- [TASK DETAILS]: Pictures do not belong in the copy; transcribe everything else in the records exactly.

- [ENTRIES PROVIDED]:

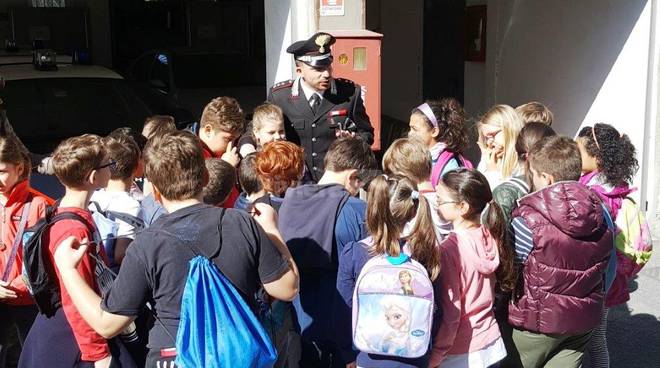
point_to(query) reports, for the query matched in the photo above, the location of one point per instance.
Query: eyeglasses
(112, 164)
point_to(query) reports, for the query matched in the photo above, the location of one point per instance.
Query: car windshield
(45, 111)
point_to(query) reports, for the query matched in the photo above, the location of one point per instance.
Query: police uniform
(341, 107)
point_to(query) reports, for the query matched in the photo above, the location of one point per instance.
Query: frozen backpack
(444, 157)
(393, 307)
(633, 239)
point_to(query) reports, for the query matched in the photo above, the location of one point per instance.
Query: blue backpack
(217, 328)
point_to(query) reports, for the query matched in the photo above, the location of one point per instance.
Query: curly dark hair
(614, 152)
(451, 123)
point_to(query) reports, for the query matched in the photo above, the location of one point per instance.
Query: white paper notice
(332, 8)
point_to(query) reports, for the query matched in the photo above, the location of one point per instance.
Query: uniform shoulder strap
(282, 85)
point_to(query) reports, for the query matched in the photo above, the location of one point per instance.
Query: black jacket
(314, 131)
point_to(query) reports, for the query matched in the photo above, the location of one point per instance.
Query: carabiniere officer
(317, 107)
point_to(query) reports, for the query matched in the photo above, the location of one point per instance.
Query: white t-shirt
(118, 202)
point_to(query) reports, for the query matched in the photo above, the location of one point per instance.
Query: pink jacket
(612, 197)
(469, 259)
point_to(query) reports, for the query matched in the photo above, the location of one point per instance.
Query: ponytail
(423, 240)
(391, 204)
(471, 186)
(380, 221)
(496, 224)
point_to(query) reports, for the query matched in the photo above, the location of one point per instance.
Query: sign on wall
(332, 8)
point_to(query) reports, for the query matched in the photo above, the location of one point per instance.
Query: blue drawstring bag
(217, 328)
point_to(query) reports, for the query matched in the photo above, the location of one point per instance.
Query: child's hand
(344, 133)
(246, 149)
(6, 291)
(231, 155)
(103, 363)
(69, 253)
(493, 157)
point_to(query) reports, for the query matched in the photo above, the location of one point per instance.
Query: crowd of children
(510, 264)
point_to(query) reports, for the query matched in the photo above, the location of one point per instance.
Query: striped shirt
(522, 239)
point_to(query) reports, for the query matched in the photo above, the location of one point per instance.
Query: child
(317, 221)
(563, 246)
(116, 194)
(391, 204)
(249, 181)
(65, 339)
(535, 112)
(498, 131)
(474, 258)
(137, 186)
(440, 126)
(21, 208)
(267, 126)
(221, 124)
(608, 167)
(155, 267)
(279, 167)
(222, 178)
(507, 195)
(407, 158)
(158, 124)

- [THE REPLY]:
point_to(query) reports, for the query matched in the photo above, the location of one point per instance.
Query: eyeglasses
(112, 164)
point_to(query) reports, for the query matched in the photo above, the location of one point per instance.
Query: car windshield
(45, 111)
point_to(query) reports, for the query matched in the photo above, the location of one point per instance.
Query: police uniform
(341, 107)
point_to(query) reports, for the query matched in the photo above, the location of one point per instance.
Query: frozen backpack
(444, 157)
(393, 307)
(633, 239)
point_to(query) reports, for the query matched in the photo above, the location of one point per instance.
Query: blue backpack
(217, 328)
point_to(query) reports, for the query matched in the photo above, the location of one point per instance.
Query: curly dark hair
(614, 152)
(451, 123)
point_to(query) reports, for the query matched in the photo above, the location of one point per instance.
Query: white paper notice
(332, 8)
point_to(query) reports, for the query matched in the photo above, the location of one point per instance.
Query: uniform shoulder strap
(282, 85)
point_to(query) reports, for the query matched in the photo above, the location of one point per instance.
Query: black jacket
(314, 131)
point_to(query) reports, for the query matched in the photo above, the location of one point per instance.
Query: carabiniere officer
(317, 107)
point_to(query) reports, for the query matched in the photo above, the location of one point per instance.
Query: white t-shirt
(118, 202)
point_to(query) reports, for the query matched in the photo above, the location of one point per instance.
Query: pink jacket
(612, 197)
(469, 259)
point_to(query) reports, for the query matched in the photo above, the location of one point per instance.
Query: ponytail
(423, 240)
(391, 204)
(471, 186)
(380, 221)
(496, 224)
point_to(query) reports, for the query matched in the photo above, the location of one point per instance.
Query: sign on wall
(332, 8)
point_to(query) reports, for the query matched in the photo above, the location of one point per instance.
Query: blue drawstring bag
(217, 328)
point_to(query) reports, for the query matched in the photo above, the location of one point per instance.
Query: child's hand
(344, 133)
(246, 149)
(6, 291)
(231, 155)
(103, 363)
(69, 253)
(493, 157)
point_to(query) reports, for the query matched in the photo above, the location of one point per instance.
Query: crowd of children
(510, 264)
point_to(query) reports, for the query matched in the photo above, the location of one point per instance.
Query: striped shirt
(522, 239)
point_to(query) reports, for the query matched in the photo above, the location of one point per instance.
Query: child
(317, 221)
(563, 246)
(116, 194)
(391, 204)
(249, 181)
(65, 339)
(535, 112)
(498, 131)
(474, 258)
(137, 186)
(440, 126)
(21, 208)
(267, 126)
(221, 124)
(608, 167)
(155, 267)
(279, 167)
(222, 178)
(507, 195)
(407, 158)
(158, 124)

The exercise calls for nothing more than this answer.